>> start
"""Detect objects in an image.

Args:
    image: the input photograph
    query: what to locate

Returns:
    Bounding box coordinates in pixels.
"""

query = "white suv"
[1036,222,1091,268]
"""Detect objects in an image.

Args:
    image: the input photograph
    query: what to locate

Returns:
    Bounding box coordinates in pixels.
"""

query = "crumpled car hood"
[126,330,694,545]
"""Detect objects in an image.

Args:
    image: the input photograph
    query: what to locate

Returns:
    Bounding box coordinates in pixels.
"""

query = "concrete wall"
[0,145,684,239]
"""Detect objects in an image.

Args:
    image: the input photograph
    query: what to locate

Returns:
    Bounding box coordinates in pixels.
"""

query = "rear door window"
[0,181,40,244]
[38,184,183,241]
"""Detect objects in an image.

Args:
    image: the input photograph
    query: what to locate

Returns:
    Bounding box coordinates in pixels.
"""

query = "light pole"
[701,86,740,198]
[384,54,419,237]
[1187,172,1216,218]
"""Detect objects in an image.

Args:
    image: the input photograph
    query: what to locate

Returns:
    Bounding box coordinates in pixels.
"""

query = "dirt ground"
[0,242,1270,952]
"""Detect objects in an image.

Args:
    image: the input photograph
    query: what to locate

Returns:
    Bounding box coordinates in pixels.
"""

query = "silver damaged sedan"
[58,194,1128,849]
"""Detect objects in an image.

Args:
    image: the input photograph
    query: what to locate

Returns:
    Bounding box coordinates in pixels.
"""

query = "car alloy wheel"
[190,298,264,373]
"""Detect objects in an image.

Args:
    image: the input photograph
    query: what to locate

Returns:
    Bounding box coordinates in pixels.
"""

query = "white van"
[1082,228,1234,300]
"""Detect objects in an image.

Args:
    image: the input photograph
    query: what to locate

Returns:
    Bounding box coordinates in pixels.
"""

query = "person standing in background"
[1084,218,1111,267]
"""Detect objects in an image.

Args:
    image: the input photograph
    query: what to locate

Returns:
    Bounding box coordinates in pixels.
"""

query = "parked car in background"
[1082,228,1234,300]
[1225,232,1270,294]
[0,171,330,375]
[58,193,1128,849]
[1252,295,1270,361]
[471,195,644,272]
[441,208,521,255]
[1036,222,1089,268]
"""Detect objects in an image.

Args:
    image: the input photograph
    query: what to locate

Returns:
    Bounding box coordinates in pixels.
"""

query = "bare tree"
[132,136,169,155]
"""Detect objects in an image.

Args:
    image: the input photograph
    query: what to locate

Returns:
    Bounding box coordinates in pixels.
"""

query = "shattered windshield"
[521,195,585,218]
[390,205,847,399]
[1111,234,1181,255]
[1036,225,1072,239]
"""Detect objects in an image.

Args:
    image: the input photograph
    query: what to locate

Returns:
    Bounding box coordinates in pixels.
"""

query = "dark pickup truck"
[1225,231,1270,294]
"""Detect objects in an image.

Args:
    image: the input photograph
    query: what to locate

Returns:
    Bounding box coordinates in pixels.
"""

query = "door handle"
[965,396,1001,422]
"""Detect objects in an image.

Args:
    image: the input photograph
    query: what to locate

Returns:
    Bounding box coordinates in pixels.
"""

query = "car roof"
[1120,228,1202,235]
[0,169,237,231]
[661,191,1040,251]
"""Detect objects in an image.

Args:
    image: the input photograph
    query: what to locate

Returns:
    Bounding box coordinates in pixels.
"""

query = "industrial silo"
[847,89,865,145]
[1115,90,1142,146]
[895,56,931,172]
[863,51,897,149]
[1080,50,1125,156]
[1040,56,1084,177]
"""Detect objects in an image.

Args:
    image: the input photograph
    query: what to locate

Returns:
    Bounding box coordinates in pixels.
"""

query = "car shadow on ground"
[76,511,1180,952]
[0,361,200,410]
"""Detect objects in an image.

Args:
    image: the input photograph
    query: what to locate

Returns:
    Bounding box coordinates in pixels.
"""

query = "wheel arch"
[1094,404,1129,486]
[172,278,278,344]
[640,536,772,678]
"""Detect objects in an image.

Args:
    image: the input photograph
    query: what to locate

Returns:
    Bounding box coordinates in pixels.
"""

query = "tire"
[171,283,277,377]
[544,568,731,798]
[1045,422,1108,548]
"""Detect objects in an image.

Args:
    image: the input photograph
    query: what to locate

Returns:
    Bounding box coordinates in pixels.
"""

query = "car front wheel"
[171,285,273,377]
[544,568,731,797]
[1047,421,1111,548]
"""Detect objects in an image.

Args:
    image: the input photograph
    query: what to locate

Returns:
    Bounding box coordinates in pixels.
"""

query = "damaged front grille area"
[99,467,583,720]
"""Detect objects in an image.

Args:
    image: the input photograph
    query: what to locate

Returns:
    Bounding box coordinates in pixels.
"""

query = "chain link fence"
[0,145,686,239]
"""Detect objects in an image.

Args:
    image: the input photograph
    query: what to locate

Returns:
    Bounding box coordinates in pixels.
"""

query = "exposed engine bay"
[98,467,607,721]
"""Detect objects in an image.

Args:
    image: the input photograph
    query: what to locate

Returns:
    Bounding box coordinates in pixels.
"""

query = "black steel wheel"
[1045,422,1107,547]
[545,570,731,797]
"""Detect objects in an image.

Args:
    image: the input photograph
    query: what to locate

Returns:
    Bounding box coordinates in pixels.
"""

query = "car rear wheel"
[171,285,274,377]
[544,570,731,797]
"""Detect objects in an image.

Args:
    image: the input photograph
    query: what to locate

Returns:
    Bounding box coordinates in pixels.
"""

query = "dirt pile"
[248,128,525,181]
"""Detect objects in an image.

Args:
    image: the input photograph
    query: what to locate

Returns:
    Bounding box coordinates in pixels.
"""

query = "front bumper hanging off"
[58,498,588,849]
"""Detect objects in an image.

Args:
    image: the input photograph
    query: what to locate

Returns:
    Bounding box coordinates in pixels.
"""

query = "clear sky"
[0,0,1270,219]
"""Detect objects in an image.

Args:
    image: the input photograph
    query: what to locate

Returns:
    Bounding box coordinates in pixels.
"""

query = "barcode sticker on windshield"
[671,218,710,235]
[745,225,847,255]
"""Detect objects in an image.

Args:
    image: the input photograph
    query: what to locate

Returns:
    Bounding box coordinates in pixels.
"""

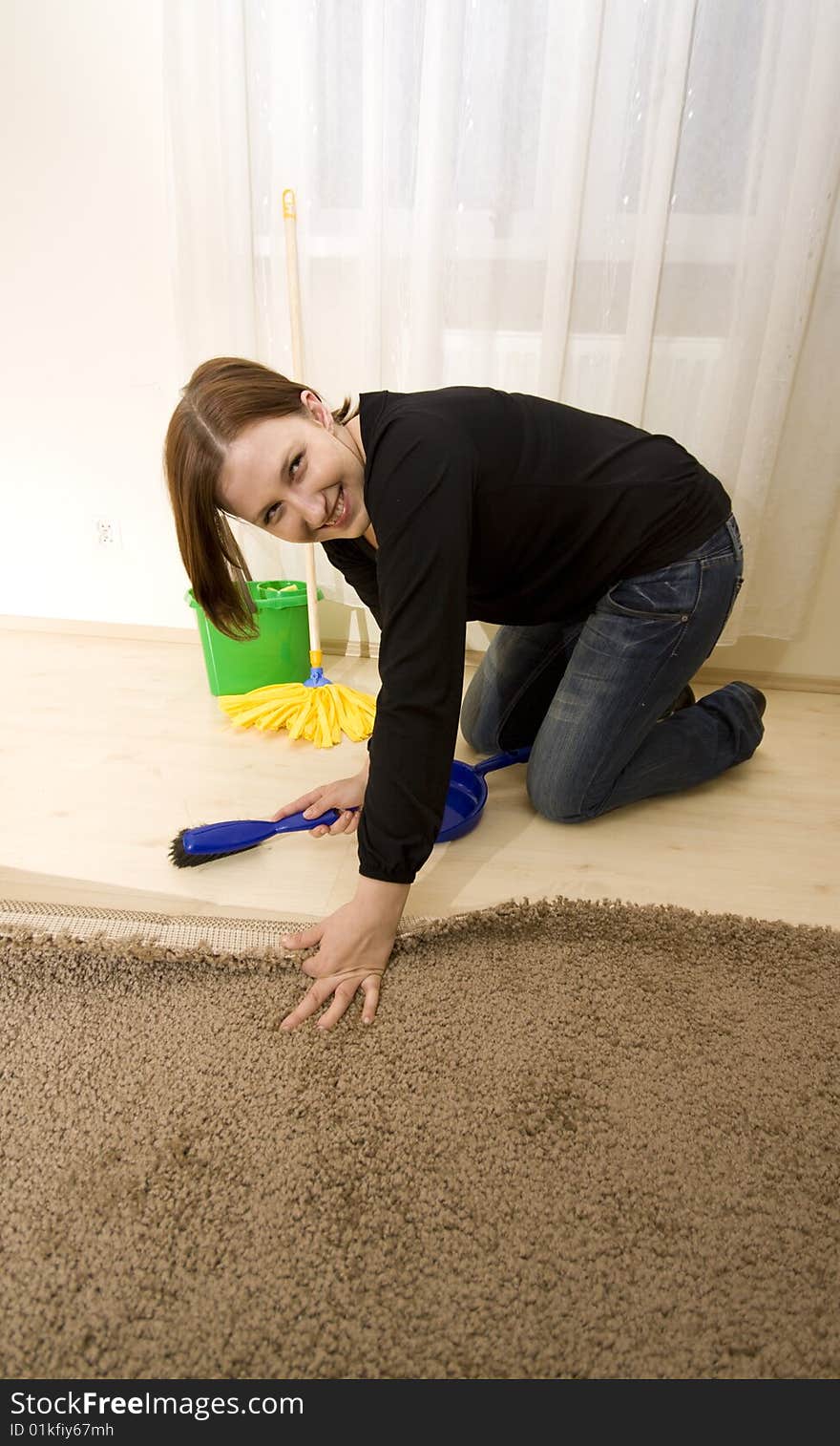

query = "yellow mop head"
[219,653,376,748]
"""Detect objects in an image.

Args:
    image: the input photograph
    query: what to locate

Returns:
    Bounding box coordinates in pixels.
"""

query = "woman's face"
[219,392,370,542]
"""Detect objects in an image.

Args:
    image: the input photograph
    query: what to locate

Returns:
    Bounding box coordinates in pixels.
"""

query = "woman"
[165,357,765,1028]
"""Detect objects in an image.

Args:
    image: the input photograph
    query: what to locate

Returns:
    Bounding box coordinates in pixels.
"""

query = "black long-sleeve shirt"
[323,386,731,883]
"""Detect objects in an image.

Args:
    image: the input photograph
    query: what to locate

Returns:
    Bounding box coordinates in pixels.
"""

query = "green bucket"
[183,580,324,698]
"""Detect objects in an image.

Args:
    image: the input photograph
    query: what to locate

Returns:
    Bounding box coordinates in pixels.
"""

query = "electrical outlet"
[96,518,120,546]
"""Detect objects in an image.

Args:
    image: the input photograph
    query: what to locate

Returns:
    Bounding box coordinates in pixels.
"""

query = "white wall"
[0,0,189,627]
[0,0,840,680]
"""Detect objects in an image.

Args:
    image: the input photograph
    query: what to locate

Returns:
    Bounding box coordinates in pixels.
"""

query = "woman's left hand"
[281,897,399,1030]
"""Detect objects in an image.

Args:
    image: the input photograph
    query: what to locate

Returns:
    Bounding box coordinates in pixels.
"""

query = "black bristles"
[169,829,259,869]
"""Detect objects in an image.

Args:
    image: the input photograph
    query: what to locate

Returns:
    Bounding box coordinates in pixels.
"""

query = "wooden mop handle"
[284,188,321,668]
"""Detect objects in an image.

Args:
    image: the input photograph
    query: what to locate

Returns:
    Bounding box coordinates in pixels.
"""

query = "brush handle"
[180,808,357,855]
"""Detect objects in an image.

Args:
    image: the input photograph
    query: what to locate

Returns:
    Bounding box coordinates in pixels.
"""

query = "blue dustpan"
[435,748,531,843]
[169,748,531,869]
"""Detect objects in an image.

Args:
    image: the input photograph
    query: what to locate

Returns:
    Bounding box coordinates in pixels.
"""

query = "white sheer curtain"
[163,0,840,642]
>> end
Description of the task:
Find every line in the records above that contains the string "white", and copy each of those lines. Case counts.

Complete response:
query = "white suv"
query = "white van"
query = "white wall"
query = "white sheer curtain"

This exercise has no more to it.